Study: Disassociation from reality may be a sign of OCD

By: Devon Andre | Health News | Friday, August 14, 2015 - 12:00 PM

sign of OCDThe symptoms that come with Obsessive Compulsive Disorder (OCD) are by now common knowledge, including involuntary obsessive thought patterns and compulsive ritualistic behavior. After several studies, OCD symptoms have been placed in five categories: hoarding, cleaning, symmetry, checking and forbidden thoughts.

A new study shows that people who lose their grasp on reality are more likely to develop OCD. Not being able to distinguish before reality and imagination is another important characteristic in the progression of OCD.

Researchers at the CIUSSS de l’Est-de-l’Île-de-Montréal (Institut universitaire en santé mentale de Montréal) and the University of Montreal have conducted a study regarding the development of OCD. They study set out to prove observations made by the team at the Obsessive-Compulsive and Tic Disorder Studies Centre (CETOCT). The CETOCT team noticed that patients with reality disassociation and a reliance of the imaginary also had symptoms of OCD.

Frederick Aardema, co-director of CETOCT says that there is a general agreement on diagnosing OCD, but not on the actual structure of criteria. “Theories about OCD stipulate that it is not the content of thought that is involved in the development of obsessions but the way these thoughts are interpreted by the person,” explained Aardema.

Seventy-five people were asked to participate in the study. Researchers gave them assessment questionnaires to complete in regards to schizotypal personality, dissociative experiences, strength of obsessive beliefs, and depressive and anxiety symptoms. The team was hoping to discover differences in cognitive patterns and behavior.

The results found that patients with OCD rely completely on their imaginations instead of their sensory perceptions. Reality no longer feels real, especially once they are convinced of their dissociative experiences. That symptom, along with inferential confusion, plays an important role in predicting OCD. The other factors from the questionnaire don’t appear to be significant in regards to the development of OCD, however they can affect its severity. The findings could help researchers understand and develop more specific treatments that would be effective for patients with OCD.

The results of this study were published in the Journal of Clinical Psychology.

▶ _Information given_
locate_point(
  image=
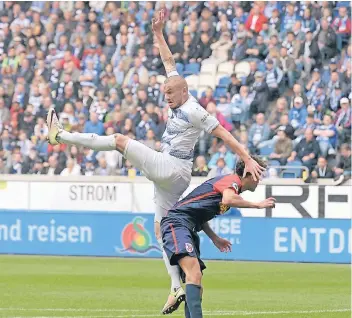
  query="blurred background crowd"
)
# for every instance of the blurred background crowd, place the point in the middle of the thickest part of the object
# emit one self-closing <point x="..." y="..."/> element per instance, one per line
<point x="276" y="74"/>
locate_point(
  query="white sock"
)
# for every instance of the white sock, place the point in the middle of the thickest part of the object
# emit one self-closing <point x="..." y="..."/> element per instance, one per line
<point x="92" y="141"/>
<point x="173" y="271"/>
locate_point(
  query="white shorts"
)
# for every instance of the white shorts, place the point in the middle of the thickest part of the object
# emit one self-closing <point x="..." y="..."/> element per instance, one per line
<point x="171" y="176"/>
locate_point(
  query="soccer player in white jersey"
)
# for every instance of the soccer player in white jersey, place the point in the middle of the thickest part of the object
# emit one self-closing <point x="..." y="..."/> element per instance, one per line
<point x="169" y="170"/>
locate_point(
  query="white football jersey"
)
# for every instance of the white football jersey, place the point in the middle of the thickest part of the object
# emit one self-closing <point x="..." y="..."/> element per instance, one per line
<point x="184" y="127"/>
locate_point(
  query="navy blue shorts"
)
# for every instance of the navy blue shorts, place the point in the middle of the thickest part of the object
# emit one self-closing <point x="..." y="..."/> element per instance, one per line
<point x="179" y="241"/>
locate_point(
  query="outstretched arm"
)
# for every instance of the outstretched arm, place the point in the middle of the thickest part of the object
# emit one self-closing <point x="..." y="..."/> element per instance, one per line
<point x="251" y="165"/>
<point x="230" y="198"/>
<point x="165" y="53"/>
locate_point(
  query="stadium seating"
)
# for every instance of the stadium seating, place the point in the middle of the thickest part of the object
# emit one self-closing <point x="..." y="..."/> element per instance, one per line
<point x="207" y="80"/>
<point x="193" y="82"/>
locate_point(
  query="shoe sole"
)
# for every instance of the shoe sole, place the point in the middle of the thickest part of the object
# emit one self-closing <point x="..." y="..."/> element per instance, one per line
<point x="175" y="306"/>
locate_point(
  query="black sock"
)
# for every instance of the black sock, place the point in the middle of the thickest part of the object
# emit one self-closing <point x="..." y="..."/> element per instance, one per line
<point x="193" y="300"/>
<point x="187" y="314"/>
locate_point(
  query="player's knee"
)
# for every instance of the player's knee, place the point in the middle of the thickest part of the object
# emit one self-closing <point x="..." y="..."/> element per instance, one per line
<point x="121" y="142"/>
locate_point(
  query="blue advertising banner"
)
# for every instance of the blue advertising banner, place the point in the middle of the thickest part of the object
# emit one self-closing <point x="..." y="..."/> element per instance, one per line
<point x="131" y="235"/>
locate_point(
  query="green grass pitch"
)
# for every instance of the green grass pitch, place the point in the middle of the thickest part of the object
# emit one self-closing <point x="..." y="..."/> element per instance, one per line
<point x="35" y="286"/>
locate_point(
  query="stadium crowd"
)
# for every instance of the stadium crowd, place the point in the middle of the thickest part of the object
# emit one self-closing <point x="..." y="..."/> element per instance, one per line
<point x="96" y="63"/>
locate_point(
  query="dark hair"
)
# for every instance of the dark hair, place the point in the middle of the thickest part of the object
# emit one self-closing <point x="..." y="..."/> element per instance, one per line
<point x="241" y="165"/>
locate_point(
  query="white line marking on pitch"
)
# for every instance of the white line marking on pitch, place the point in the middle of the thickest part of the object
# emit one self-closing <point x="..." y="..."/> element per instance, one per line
<point x="206" y="313"/>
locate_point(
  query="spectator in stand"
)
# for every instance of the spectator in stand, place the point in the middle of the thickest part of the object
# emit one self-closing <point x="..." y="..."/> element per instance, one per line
<point x="297" y="91"/>
<point x="240" y="48"/>
<point x="220" y="169"/>
<point x="4" y="113"/>
<point x="261" y="94"/>
<point x="212" y="110"/>
<point x="224" y="107"/>
<point x="145" y="124"/>
<point x="298" y="113"/>
<point x="288" y="66"/>
<point x="306" y="151"/>
<point x="318" y="100"/>
<point x="233" y="87"/>
<point x="175" y="47"/>
<point x="342" y="26"/>
<point x="322" y="170"/>
<point x="257" y="51"/>
<point x="273" y="79"/>
<point x="258" y="132"/>
<point x="326" y="136"/>
<point x="45" y="52"/>
<point x="326" y="39"/>
<point x="207" y="98"/>
<point x="309" y="54"/>
<point x="283" y="148"/>
<point x="289" y="19"/>
<point x="224" y="153"/>
<point x="51" y="167"/>
<point x="200" y="169"/>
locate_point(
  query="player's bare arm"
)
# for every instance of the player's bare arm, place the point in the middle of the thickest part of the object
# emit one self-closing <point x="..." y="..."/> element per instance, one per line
<point x="232" y="199"/>
<point x="165" y="53"/>
<point x="222" y="244"/>
<point x="251" y="165"/>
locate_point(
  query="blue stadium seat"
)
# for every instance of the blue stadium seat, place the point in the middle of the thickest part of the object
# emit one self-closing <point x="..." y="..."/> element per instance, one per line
<point x="191" y="69"/>
<point x="266" y="151"/>
<point x="194" y="93"/>
<point x="224" y="81"/>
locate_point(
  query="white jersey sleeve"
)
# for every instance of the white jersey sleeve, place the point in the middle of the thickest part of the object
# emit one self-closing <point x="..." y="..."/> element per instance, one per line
<point x="201" y="119"/>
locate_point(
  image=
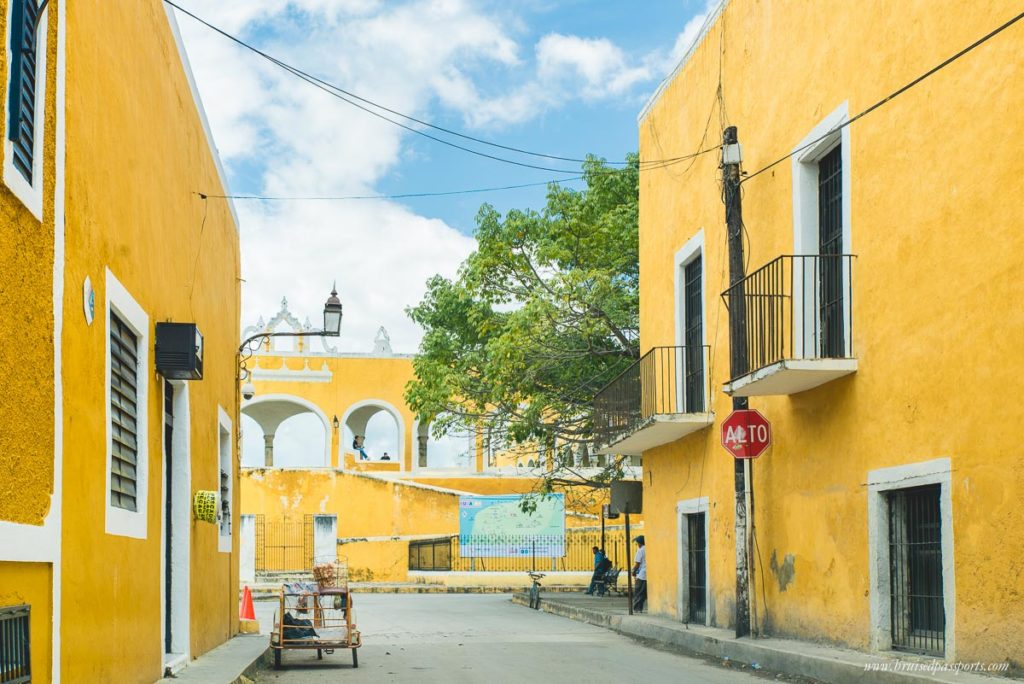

▶ _Activity_
Answer these questions from the article on the OCD study.
(a) Into which five categories have OCD symptoms been placed?
(b) How many people were asked to participate in the study?
(c) In which journal were the results published?
The rows have no connection to the article on the OCD study.

▶ _Solution to this problem_
(a) Hoarding, cleaning, symmetry, checking and forbidden thoughts.
(b) Seventy-five.
(c) The Journal of Clinical Psychology.